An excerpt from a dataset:
* Begin *

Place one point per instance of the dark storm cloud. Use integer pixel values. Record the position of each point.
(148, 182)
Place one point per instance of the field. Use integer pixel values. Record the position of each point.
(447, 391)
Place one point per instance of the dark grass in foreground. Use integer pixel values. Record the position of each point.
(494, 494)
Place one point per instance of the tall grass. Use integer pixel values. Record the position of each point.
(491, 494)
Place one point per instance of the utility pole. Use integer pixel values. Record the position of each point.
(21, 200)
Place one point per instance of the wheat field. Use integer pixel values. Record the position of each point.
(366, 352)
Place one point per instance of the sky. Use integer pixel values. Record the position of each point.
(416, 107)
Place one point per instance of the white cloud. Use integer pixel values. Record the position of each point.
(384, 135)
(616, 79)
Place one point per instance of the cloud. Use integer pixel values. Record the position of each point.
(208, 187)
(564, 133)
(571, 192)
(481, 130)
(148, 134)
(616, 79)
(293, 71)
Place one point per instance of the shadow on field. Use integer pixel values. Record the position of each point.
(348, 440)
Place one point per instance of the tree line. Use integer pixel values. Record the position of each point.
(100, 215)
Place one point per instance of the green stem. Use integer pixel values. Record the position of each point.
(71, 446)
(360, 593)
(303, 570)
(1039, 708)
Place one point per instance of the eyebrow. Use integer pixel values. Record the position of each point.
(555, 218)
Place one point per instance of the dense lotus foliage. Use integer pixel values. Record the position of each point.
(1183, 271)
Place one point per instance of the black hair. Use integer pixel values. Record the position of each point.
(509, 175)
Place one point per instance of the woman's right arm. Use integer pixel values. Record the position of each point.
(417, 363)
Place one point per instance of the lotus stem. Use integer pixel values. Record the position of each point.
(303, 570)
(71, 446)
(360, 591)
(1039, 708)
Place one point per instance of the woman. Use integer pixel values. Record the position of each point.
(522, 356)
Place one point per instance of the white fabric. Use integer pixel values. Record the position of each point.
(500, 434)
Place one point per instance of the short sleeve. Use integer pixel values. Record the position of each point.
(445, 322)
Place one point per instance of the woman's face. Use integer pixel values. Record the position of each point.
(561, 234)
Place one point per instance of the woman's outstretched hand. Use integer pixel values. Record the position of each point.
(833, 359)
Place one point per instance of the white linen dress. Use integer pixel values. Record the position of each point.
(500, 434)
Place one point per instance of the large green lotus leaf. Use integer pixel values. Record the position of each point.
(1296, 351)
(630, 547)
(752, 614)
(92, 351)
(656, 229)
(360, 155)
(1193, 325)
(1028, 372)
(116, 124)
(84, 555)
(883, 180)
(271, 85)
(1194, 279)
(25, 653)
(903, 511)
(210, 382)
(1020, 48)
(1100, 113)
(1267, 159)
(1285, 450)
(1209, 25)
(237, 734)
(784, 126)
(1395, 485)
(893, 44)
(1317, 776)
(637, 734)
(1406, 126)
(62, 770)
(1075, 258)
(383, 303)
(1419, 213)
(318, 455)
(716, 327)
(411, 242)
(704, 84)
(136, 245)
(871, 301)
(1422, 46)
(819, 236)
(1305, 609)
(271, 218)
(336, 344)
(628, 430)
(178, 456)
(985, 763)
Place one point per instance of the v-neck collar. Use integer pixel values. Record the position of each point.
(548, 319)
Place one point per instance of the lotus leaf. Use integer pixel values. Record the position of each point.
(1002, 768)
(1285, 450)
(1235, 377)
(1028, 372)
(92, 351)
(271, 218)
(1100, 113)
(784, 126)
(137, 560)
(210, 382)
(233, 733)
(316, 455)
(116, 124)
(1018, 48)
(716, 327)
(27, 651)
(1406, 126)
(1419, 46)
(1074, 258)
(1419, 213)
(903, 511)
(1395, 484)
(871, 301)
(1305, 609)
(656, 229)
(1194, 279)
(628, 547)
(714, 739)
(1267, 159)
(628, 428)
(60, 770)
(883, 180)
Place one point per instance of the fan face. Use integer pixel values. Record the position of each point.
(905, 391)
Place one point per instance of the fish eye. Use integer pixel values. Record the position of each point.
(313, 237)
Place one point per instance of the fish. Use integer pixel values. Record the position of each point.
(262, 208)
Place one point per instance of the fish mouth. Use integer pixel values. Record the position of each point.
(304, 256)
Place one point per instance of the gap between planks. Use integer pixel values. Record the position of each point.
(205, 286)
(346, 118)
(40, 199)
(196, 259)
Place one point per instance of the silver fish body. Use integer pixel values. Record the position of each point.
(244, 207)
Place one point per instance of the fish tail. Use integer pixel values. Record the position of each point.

* End *

To do ▸ Present every line of the items above as a numbered list, leaving out any blank lines.

Solution to this task ▸
1. Place one point per instance of the dark storm cloud. Use integer pixel values. Record the position of each point.
2. (148, 182)
3. Place one point per instance of the field. Use integer pixel values. Record the position of each point.
4. (447, 391)
5. Place one point per instance of the dark grass in foreground. Use integer pixel values. Record the position of each point.
6. (494, 494)
7. Place one point per instance of the tall grass. Use integer pixel values. Record the position of each point.
8. (491, 494)
9. Place one point per instance of the utility pole. Use integer pixel values. Record the position of each point.
10. (21, 200)
11. Place one point per instance of the wheat field. Use integer pixel values. Record the position of each point.
12. (366, 352)
13. Place one point per instance of the sky. Use integer pixel values. Record the position of each point.
14. (416, 107)
15. Place one point per instance of the white cloud. Use integer pixel values. Record the position of each point.
16. (384, 135)
17. (616, 79)
18. Place one point per instance of the cloud. Use integer pixel values. Record the position of each point.
19. (208, 187)
20. (564, 133)
21. (571, 192)
22. (481, 130)
23. (148, 134)
24. (616, 79)
25. (293, 71)
26. Place one point per instance of the shadow on field. Use integer pixel values. Record the position of each point.
27. (348, 440)
28. Place one point per instance of the tree line. Use integer pixel values. Record the position of each point.
29. (100, 215)
30. Place one point per instance of the green stem. Use integer pixel values. Record the position of each point.
31. (71, 446)
32. (360, 593)
33. (303, 570)
34. (1039, 708)
35. Place one point per instance of the eyebrow. Use integer pixel values. Record the position of each point.
36. (555, 218)
37. Place one point per instance of the dense lotus foliage. Use integer pixel values. Record the position of each point.
38. (1183, 271)
39. Place one point per instance of the black hair. Use integer pixel values. Record the position of each point.
40. (509, 175)
41. Place one point per instance of the woman's right arm. Use integer pixel values. Record the position of each point.
42. (417, 363)
43. Place one point per instance of the lotus stem. Use integer pixel values. Record the position of each point.
44. (303, 570)
45. (71, 446)
46. (360, 591)
47. (1039, 708)
48. Place one point per instance of the woman. Use integer pixel values. Record the position of each point.
49. (522, 356)
50. Place one point per instance of the white fabric. Use integer pixel values. Record the position of each point.
51. (500, 434)
52. Place one point per instance of the short sleeve. Use integer pixel values. Record the position of each point.
53. (445, 322)
54. Place one point per instance of the woman's face. Use integer pixel values. Record the position of each point.
55. (561, 234)
56. Place one point per instance of the woman's outstretched hand. Use integer pixel values. Record the position of each point.
57. (833, 359)
58. Place one point per instance of the white linen dress. Use integer pixel values. Record the position of each point.
59. (500, 434)
60. Place one point per instance of the large green lotus leaf. Use integer pixel values. Record the position of each point.
61. (1296, 351)
62. (630, 547)
63. (752, 614)
64. (92, 351)
65. (656, 229)
66. (360, 155)
67. (1193, 325)
68. (1028, 372)
69. (116, 124)
70. (84, 555)
71. (883, 180)
72. (271, 85)
73. (1194, 279)
74. (25, 653)
75. (903, 511)
76. (210, 382)
77. (1020, 48)
78. (1100, 113)
79. (1267, 159)
80. (1285, 450)
81. (1209, 25)
82. (237, 734)
83. (784, 126)
84. (1395, 485)
85. (893, 44)
86. (1317, 776)
87. (637, 734)
88. (1406, 126)
89. (62, 770)
90. (1075, 258)
91. (383, 303)
92. (1419, 213)
93. (318, 455)
94. (716, 327)
95. (411, 242)
96. (704, 84)
97. (136, 245)
98. (871, 301)
99. (1422, 46)
100. (819, 236)
101. (1305, 609)
102. (271, 218)
103. (336, 344)
104. (628, 430)
105. (178, 456)
106. (985, 763)
107. Place one point per instance of the v-neck collar. Use integer pixel values. Record the position of each point.
108. (548, 319)
109. Place one point per instance of the lotus leaf. Use integer pixel values. Record the position of each point.
110. (1002, 768)
111. (1285, 450)
112. (1235, 377)
113. (1028, 372)
114. (92, 351)
115. (271, 218)
116. (1100, 113)
117. (784, 126)
118. (137, 560)
119. (210, 382)
120. (233, 733)
121. (316, 455)
122. (116, 124)
123. (1018, 48)
124. (716, 327)
125. (27, 651)
126. (1406, 126)
127. (1419, 46)
128. (1074, 258)
129. (1419, 213)
130. (903, 511)
131. (1395, 484)
132. (871, 301)
133. (1305, 609)
134. (656, 229)
135. (1194, 279)
136. (628, 547)
137. (714, 739)
138. (1267, 159)
139. (628, 428)
140. (60, 770)
141. (883, 180)
142. Place one point per instance of the fan face. Use integer pixel values. Record the position of each point.
143. (905, 391)
144. Place one point per instance of the fish eye. Use integer pixel values. Record the position of each point.
145. (313, 237)
146. Place one point per instance of the fish. Use integer pixel values. Record the position of each point.
147. (262, 208)
148. Place one point per instance of the fish mouth. Use integer pixel values. Record the position of each point.
149. (304, 256)
150. Place one point per instance of the gap between planks. Use integer pixel values. Record the position of each point.
151. (205, 286)
152. (346, 118)
153. (40, 199)
154. (196, 259)
155. Place one point per instance of the silver fish body. Use integer pixel values. Record the position of each point.
156. (244, 207)
157. Place one point per instance of the fish tail. Use integer pixel values. Record the position of each point.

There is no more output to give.